> _DATA EXCERPTS_:
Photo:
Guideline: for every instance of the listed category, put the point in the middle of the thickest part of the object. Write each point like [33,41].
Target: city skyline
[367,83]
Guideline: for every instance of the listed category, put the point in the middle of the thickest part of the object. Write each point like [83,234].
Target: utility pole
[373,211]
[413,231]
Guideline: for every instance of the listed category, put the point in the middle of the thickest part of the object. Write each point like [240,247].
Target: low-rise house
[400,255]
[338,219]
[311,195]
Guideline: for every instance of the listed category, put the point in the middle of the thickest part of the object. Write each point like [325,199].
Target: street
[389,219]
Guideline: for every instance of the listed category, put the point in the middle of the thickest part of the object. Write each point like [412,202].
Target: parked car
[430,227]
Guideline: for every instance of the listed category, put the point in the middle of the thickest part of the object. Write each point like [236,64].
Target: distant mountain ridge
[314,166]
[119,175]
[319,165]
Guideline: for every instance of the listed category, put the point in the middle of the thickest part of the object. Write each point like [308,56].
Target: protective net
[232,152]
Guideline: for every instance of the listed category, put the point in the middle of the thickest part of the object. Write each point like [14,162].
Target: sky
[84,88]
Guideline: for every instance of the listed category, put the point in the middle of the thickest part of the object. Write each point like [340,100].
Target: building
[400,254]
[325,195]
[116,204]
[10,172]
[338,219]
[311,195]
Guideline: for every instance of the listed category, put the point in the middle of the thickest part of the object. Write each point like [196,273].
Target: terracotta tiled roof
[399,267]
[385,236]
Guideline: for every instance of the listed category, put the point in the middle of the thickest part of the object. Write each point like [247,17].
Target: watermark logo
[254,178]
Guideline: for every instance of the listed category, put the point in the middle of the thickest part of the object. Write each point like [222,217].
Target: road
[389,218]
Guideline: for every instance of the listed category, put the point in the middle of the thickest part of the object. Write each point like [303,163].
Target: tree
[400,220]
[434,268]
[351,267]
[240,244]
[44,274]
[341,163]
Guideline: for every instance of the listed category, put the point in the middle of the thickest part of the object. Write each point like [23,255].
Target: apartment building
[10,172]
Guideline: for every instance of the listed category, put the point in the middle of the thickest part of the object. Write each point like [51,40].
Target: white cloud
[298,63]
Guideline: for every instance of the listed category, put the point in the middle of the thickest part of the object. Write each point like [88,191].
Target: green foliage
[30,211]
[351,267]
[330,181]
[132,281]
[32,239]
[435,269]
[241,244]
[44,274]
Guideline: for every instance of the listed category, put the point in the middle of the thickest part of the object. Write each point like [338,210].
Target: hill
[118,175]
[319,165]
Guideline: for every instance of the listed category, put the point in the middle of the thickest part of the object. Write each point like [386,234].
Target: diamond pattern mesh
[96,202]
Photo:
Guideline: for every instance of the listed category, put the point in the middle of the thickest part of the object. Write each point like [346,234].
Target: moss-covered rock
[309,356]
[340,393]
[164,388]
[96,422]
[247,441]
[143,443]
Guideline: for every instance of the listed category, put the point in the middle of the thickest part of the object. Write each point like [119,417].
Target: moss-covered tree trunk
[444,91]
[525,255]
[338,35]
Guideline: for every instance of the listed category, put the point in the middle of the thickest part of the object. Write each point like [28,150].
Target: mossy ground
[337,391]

> _PROBLEM DETAILS_: Repeat the records above exactly, with nothing left out.

> _ANSWER SECTION_:
Photo:
Guideline: for every instance of the listed category, put the point in the middle of the thickest part of the object. Write each point like [33,41].
Target: city skyline
[367,83]
Guideline: for every instance of the listed category, put the point in the middle of the thickest part of the object. Write each point like [83,234].
Target: utility pole
[373,211]
[413,231]
Guideline: for every instance of the listed category, put the point in the middle of the thickest part of the object. Write each point like [240,247].
Target: low-rise house
[400,255]
[338,219]
[311,195]
Guideline: for every instance of the listed category, put the point in the middle of the thickest part of the object. Write each point like [325,199].
Target: street
[389,219]
Guideline: for every instance of the listed category, put the point in the middle of the thickest part of the object. Write each point like [412,202].
Target: parked car
[430,227]
Guideline: for every instance of the listed category, put the point in the middle of the thickest part of the object. Write each point like [236,64].
Target: distant mountain ridge
[314,166]
[119,175]
[319,165]
Guideline: for every instance of the listed category, put the point in the middle of the thickest part of the object. Write each point like [308,56].
Target: protective net
[232,152]
Guideline: for every instance of the listed category, put the point in the middle of the thickest part of the object. Write each point like [14,162].
Target: sky
[84,88]
Guideline: for every instance of the listed category, put the point in the middle of the thickest part of the object. Write each point like [340,100].
Target: building
[400,254]
[325,195]
[116,204]
[10,172]
[338,219]
[311,195]
Guideline: for every instance of the listed category, put the point in the middle of the thickest part of the object. Write each point like [196,273].
Target: terracotta tiled roof
[399,267]
[385,236]
Guideline: for every instance of the listed category, put the point in the middle of the thickest part of the object. Write each point like [247,17].
Target: watermark logo
[254,178]
Guideline: for every instance of the listed category, put the point in the middle of the thickest part of the object. Write each point like [222,217].
Target: road
[389,218]
Guideline: for every instance of the listed category, put the point in the middle of the thickest part of the object. Write each point like [303,163].
Target: tree
[400,220]
[434,268]
[351,267]
[240,244]
[44,274]
[341,163]
Guideline: for every instance of the listed category, put the point in the middle of the thickest part of the object. Write each point like [23,255].
Target: apartment building
[10,172]
Guideline: for every instance of the listed category, put the point in the middle of the thickest part of the object. Write each point like [51,40].
Target: white cloud
[298,63]
Guideline: for every instance of the listed category, put the point in the middle of the thickest part of the object. Write each point like [88,191].
Target: green foliage
[30,211]
[351,267]
[330,181]
[132,281]
[32,239]
[435,269]
[241,244]
[44,274]
Guideline: for every instance of the listed category, put the point in the middle of the thickest part of the object. Write each point like [338,210].
Target: hill
[118,175]
[319,165]
Guideline: for every instance of the listed category, put the point in the middle of the thickest part of the object. Write each point like [386,234].
Target: diamond pattern mesh
[96,202]
Photo:
Guideline: for every instance of the listed category, put the point in the middle of the thickest part of the object. Write each point like [346,234].
Target: moss-covered rock
[309,356]
[340,393]
[164,388]
[96,422]
[247,441]
[143,443]
Guideline: for every instance of the listed category, put the point in the middle of the thickest part of the object. Write each point like [119,417].
Target: moss-covered tree trunk
[444,91]
[525,255]
[338,35]
Guideline: for every instance of the listed category, put the point in the middle of the thickest part of the object. Write each point like [28,150].
Target: mossy ground
[337,391]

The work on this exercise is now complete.